→ EXERCISE PROMPT
Return only this: the line with "the woman in" and all the lines that follow it below, through the final one, exactly as they are.

→ DATA EXTRACTS
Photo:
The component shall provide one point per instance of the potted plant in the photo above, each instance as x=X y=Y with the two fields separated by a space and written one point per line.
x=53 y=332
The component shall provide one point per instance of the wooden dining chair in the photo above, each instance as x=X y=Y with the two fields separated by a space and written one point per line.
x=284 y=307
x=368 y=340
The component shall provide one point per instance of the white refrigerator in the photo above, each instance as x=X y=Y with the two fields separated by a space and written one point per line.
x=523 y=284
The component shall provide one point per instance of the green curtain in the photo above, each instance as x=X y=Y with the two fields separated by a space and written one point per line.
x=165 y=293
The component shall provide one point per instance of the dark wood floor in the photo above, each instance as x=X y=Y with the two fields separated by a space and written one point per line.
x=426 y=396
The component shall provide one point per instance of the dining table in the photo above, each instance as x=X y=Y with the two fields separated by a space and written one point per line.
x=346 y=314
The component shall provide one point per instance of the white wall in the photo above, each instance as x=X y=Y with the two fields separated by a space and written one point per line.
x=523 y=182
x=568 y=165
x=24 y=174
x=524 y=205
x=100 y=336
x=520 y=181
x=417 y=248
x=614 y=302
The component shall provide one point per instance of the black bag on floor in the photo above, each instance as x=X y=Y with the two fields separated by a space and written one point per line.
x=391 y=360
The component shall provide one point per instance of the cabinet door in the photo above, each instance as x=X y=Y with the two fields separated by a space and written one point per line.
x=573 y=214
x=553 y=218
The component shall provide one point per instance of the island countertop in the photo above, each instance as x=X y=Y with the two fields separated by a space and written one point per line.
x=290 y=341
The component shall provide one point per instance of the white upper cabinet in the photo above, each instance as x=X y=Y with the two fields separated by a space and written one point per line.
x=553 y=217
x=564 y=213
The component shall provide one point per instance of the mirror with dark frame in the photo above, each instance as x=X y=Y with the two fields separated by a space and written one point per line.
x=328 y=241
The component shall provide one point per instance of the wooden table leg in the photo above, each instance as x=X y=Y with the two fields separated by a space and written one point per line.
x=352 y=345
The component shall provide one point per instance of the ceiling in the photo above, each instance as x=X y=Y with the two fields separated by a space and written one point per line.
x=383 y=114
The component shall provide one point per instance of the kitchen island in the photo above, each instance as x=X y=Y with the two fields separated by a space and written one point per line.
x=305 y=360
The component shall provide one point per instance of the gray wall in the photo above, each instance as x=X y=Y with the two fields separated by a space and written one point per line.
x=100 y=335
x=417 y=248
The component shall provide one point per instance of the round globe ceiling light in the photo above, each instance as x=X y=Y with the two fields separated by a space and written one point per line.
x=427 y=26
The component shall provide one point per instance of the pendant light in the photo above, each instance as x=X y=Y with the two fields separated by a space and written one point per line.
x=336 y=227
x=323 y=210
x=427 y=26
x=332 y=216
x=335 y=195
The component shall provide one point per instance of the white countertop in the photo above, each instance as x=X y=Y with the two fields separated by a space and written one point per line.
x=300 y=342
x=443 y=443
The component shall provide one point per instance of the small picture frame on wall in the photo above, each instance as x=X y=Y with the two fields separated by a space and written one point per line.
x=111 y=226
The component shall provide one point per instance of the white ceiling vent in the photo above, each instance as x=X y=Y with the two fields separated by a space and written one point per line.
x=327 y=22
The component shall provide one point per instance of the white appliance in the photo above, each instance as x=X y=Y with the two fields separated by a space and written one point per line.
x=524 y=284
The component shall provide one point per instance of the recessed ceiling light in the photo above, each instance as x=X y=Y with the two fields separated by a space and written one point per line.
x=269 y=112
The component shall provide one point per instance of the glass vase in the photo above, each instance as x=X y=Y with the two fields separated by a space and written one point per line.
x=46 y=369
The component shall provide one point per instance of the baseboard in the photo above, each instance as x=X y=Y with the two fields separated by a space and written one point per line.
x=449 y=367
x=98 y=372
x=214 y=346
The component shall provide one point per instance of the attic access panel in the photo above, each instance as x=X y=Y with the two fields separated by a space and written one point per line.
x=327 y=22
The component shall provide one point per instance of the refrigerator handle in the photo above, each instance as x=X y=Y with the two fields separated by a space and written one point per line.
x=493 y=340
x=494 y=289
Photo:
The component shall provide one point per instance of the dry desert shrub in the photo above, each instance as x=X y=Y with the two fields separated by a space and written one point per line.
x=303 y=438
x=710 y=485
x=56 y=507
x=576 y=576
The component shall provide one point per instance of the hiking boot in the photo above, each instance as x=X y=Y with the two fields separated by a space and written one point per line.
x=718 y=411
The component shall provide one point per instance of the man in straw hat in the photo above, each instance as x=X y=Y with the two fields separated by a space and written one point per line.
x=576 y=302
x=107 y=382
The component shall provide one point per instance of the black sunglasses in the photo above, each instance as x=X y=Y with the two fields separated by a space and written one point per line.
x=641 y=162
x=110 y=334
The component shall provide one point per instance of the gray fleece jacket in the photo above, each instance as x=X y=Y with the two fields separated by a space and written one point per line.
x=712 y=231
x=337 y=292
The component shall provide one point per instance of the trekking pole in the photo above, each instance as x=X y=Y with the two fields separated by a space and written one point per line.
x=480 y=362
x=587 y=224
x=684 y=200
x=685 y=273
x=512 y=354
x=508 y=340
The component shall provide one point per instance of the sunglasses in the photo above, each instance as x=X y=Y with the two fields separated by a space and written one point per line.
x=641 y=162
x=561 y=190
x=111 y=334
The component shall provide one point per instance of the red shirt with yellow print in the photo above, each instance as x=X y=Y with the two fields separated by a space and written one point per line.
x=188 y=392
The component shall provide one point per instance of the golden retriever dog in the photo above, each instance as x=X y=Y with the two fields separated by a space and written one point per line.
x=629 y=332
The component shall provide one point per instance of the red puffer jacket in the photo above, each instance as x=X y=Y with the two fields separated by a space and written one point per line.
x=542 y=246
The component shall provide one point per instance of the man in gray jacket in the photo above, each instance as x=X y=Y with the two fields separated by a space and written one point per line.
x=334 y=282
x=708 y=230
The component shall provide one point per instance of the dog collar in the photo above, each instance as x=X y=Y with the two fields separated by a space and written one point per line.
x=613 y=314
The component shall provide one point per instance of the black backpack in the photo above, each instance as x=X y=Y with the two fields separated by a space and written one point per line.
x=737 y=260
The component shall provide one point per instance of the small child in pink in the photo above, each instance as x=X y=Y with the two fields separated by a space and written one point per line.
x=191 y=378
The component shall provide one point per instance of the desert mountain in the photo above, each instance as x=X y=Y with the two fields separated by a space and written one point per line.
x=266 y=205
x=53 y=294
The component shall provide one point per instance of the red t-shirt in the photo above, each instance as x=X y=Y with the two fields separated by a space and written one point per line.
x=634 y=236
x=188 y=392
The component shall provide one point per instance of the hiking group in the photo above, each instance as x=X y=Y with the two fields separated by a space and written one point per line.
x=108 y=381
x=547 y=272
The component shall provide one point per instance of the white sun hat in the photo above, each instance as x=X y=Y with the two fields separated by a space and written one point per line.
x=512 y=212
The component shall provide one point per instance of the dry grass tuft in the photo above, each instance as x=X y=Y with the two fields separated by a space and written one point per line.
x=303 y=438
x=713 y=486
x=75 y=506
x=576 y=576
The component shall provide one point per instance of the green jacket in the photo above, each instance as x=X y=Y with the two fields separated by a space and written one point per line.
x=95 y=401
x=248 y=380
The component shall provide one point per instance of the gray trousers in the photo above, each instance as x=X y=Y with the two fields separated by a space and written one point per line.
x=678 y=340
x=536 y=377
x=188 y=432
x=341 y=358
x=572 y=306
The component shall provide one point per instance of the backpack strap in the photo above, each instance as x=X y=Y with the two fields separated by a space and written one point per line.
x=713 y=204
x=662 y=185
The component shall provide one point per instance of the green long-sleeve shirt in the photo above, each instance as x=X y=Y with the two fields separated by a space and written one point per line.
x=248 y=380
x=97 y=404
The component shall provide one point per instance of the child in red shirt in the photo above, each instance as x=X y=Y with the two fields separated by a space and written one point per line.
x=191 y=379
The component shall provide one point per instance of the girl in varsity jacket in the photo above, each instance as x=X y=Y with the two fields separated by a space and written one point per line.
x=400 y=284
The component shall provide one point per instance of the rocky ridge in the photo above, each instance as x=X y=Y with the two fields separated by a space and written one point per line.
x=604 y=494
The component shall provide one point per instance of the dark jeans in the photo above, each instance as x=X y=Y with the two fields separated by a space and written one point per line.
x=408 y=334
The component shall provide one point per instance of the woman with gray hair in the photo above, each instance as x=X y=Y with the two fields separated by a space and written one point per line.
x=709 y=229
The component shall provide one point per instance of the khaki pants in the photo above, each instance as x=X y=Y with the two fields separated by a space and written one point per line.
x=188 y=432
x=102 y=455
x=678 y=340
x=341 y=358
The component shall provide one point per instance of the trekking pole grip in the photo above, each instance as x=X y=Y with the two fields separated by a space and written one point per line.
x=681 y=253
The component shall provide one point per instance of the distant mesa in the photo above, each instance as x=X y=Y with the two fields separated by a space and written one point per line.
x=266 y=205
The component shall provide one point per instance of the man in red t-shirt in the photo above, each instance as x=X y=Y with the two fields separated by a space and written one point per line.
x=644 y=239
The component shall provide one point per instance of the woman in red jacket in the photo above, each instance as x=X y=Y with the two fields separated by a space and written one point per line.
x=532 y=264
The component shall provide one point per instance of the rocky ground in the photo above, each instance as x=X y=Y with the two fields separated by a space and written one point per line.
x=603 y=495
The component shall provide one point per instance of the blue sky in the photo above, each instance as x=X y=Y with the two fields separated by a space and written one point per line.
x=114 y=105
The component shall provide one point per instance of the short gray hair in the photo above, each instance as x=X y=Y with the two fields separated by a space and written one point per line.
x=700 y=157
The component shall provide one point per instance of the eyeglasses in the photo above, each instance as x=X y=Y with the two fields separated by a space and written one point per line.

→ EXERCISE SOLUTION
The component shall provide one point per instance of the woman in red jacket in the photo above, each instance as x=X y=Y with the two fields separated by a space and written one point per line.
x=532 y=264
The component shall provide one point per instance of the rocky ground in the photo above, each instance as x=X y=Y with the two fields separated by a space and written one point per line.
x=603 y=495
The component shall provide one point per instance of the blue sky in the photo above, each instance as x=X y=Y with the two fields separated by a space and written one point per line.
x=114 y=105
The component shall provide one point per instance of the short gray hair in the photo above, each instance as x=X y=Y with the two fields separated by a space and written one point per line.
x=700 y=157
The component shall provide one point per instance of the eyeglasses in the photo above, each instance as x=X y=Y with the two fields separated by a space and written one point per line.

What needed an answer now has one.